[begin The data]
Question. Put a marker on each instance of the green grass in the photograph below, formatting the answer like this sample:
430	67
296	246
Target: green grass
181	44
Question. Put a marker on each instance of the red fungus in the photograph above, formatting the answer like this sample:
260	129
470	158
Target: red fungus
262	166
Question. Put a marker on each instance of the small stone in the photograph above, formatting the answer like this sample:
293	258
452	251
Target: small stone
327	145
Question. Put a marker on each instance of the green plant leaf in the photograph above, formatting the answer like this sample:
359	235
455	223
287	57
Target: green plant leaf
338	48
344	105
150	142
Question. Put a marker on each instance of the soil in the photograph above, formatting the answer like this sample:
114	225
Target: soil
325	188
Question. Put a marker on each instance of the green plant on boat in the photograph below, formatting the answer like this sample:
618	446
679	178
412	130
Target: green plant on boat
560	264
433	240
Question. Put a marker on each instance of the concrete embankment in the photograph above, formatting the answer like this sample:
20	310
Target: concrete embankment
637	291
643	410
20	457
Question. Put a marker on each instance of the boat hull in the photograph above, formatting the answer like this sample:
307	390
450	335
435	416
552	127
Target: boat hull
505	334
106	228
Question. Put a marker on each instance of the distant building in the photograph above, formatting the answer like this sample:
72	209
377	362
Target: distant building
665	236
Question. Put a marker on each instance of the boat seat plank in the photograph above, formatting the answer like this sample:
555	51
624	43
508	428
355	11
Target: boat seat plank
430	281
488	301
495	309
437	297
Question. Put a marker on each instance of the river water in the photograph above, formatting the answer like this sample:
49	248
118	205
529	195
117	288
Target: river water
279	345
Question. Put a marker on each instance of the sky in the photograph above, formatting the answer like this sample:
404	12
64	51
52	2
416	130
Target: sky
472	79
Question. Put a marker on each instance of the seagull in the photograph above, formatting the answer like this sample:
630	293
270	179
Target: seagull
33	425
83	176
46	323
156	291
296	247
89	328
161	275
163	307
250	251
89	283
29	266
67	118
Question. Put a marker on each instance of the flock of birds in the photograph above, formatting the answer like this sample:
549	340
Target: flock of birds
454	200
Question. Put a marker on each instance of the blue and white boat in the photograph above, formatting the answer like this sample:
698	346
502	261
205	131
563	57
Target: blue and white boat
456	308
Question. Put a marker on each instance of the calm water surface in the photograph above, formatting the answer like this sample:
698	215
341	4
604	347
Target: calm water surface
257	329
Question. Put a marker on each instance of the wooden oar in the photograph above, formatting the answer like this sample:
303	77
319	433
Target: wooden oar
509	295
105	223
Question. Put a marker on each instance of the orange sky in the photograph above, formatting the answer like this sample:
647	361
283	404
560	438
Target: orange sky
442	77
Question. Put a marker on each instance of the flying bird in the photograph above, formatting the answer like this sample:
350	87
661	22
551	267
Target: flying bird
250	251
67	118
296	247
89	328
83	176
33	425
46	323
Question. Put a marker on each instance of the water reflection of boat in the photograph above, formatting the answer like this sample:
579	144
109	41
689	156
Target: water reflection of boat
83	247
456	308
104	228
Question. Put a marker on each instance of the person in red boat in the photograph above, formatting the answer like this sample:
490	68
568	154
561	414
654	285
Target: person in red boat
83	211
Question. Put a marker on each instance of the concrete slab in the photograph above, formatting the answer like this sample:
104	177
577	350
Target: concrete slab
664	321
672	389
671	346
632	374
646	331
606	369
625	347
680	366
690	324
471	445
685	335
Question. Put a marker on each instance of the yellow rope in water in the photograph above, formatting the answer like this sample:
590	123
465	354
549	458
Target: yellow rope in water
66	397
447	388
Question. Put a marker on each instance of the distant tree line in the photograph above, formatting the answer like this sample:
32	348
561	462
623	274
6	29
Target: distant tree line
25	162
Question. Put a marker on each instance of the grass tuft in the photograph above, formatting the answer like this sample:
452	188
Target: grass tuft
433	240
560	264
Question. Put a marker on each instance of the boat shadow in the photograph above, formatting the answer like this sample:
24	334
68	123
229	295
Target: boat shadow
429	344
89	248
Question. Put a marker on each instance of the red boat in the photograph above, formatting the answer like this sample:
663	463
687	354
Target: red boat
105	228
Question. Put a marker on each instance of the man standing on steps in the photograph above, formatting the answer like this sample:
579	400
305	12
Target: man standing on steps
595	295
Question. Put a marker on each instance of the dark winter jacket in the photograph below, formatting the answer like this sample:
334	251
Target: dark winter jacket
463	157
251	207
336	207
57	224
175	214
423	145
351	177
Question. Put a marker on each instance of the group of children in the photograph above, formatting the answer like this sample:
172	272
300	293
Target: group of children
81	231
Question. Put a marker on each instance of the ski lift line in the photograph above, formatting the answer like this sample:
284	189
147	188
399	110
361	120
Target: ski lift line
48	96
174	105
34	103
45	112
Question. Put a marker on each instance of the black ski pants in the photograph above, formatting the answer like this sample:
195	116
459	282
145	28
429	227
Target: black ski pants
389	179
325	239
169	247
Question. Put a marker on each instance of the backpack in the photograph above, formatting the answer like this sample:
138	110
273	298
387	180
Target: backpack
[end The data]
Written task: Write out every one of the lines above word for word, with no changes.

Output below:
Question. Put a marker on each instance of the green grass in the photograph below, formatting the answer like this sample:
430	67
296	246
Target: green grass
181	44
Question. Put a marker on each instance of the red fungus in the photograph above, formatting the answer like this sample:
260	129
470	158
Target: red fungus
262	166
Question. Put a marker on each instance of the small stone in the photograph above, formatting the answer like this sample:
293	258
452	251
Target: small stone
327	145
Question. Put a marker on each instance of the green plant leaf in the photograph above, formatting the answer like this sample:
359	235
455	223
287	57
Target: green plant leaf
338	48
344	105
150	142
Question. Put a marker on each instance of the soil in the photograph above, formatting the answer like this sample:
114	225
Target: soil
325	188
Question. Put a marker on each instance of the green plant on boat in the photograph below, formatting the answer like this sample:
618	446
679	178
412	130
Target: green plant on boat
560	264
433	240
Question. Put a marker on each instance of the concrete embankment in the photograph above, formatting the answer like this sample:
20	310
Target: concrete embankment
637	291
643	410
20	457
Question. Put a marker on each instance of the boat hull in the photograph above, formatting the answer like this sample:
307	390
450	335
435	416
552	127
Target: boat hull
505	334
106	228
Question. Put a marker on each instance of the distant building in the photograph above, formatting the answer like this sample:
72	209
377	362
Target: distant building
665	236
Question. Put a marker on each instance of the boat seat plank in the photograph above, formatting the answer like this sample:
555	51
624	43
508	428
355	11
Target: boat seat plank
430	281
488	301
495	309
437	297
Question. Put a marker on each instance of the river water in the photograph above, formatting the answer like this sample:
49	248
118	205
529	195
117	288
Target: river water
279	345
Question. Put a marker on each instance of the sky in the photograph above, formatting the answer like this sample:
404	12
64	51
52	2
416	130
Target: sky
472	79
Question. Put a marker on each instance of the seagull in the photograph above, formatting the answer like this sample:
630	293
270	179
Target: seagull
33	425
83	176
46	323
156	291
296	247
89	328
161	275
163	307
250	251
89	283
29	266
67	118
Question. Put a marker on each instance of the flock of birds in the photograph above, formatting the answer like this sample:
549	340
Target: flock of birds
454	200
Question. Put a marker on each instance of the blue and white boat in the photograph above, formatting the answer like this sample:
698	346
502	261
205	131
563	57
Target: blue and white boat
456	308
Question. Put a marker on each instance of the calm water surface in the photograph above, formatting the answer like this sample:
698	215
341	4
604	347
Target: calm water surface
257	329
Question. Put a marker on each instance of the wooden oar in the photograph above, formatting the answer like this sample:
303	77
319	433
Target: wooden oar
509	295
105	223
Question. Put a marker on each instance of the orange sky in the photograph above, formatting the answer like this sample:
647	361
283	404
560	438
Target: orange sky
442	77
Question. Put a marker on each instance of the flying bird in the photograph above, formatting the answer like this sample:
350	87
661	22
551	267
Target: flying bird
250	251
67	118
296	247
89	328
83	176
33	425
46	323
Question. Put a marker on each instance of the water reflection of boat in the photograph above, formatting the answer like this sample:
579	144
109	41
689	156
Target: water reflection of boat
83	247
456	308
104	228
Question. Put a marker on each instance of the person in red boat in the photograph above, formatting the answer like this sample:
490	68
568	154
561	414
654	285
Target: person in red boat
83	211
Question. Put a marker on each instance of the concrete slab in the photograph above, formatting the answer like this sample:
104	177
577	350
Target: concrete slab
664	321
672	389
671	346
632	374
646	331
606	369
625	347
680	366
690	324
471	445
685	335
Question. Put a marker on each instance of the yellow rope in water in the photograph above, formatting the answer like this sample:
590	123
465	354
549	458
Target: yellow rope in water
66	397
447	388
Question. Put a marker on each instance of the distant tree line in the photograph above, formatting the answer like this sample:
32	348
561	462
623	274
6	29
Target: distant tree line
25	162
Question. Put a marker on each instance of the grass tuft in the photograph above, formatting the answer like this sample:
452	188
Target: grass tuft
433	240
560	264
Question. Put a marker on each instance of the boat shadow in the photograph above, formatting the answer like this sample:
24	334
68	123
229	295
Target: boat shadow
429	344
89	248
Question. Put a marker on each instance of the red boat in the photograph above, formatting the answer like this sample:
663	463
687	354
Target: red boat
105	228
Question. Put a marker on each instance of the man standing on steps in the photograph above, formatting the answer like this sample:
579	400
305	12
Target: man standing on steps
595	295
Question. Put a marker on each instance of the dark winter jacket in the photograph below, formatting the answer like this sample:
334	251
Target: dark winter jacket
463	157
251	207
336	207
57	224
175	214
423	145
351	177
Question. Put a marker on each instance of the group of children in the photograph above, formatting the answer like this sample:
172	272
300	293
Target: group of children
81	231
Question. Put a marker on each instance of the ski lift line in the photograph above, formatting the answer like this sample:
284	189
147	188
399	110
361	120
Target: ski lift line
48	96
174	105
34	103
45	112
Question. Put a marker on each instance of the black ski pants in the photograph above, formatting the answer like this sample:
195	116
459	282
145	28
429	227
Target: black ski pants
389	179
325	239
169	247
Question. Put a marker on each instance of the backpack in the photograph above, formatting the answer like this sample:
138	110
273	298
387	180
Target: backpack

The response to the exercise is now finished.